▶ **Data records**
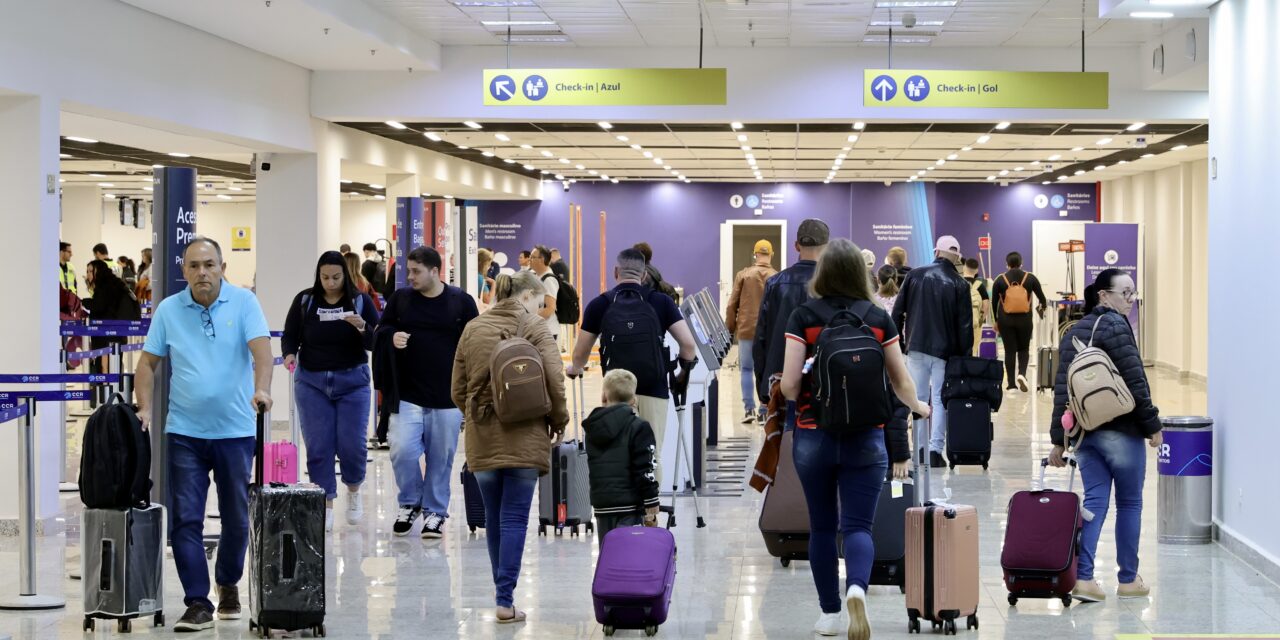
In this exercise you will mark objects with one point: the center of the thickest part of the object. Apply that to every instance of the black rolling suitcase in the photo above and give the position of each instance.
(969, 433)
(286, 544)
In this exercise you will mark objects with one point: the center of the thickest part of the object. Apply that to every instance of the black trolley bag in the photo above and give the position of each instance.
(287, 554)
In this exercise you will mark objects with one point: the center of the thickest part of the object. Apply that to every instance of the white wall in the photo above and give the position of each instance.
(1173, 205)
(1242, 254)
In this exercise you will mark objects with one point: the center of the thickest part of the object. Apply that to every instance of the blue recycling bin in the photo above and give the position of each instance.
(1185, 489)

▶ **EXERCISE INSTRUCTIONS**
Reproduce word for word the stretch of the records from the line containing "of the blue" through the end of the records.

▶ **COMPLETE OUTPUT**
In this exercise you will mark objects with one point: the center of the thickest part of the object. Apply that to every instance of the blue recycling bin in the photo above and give the position of each instance.
(1185, 489)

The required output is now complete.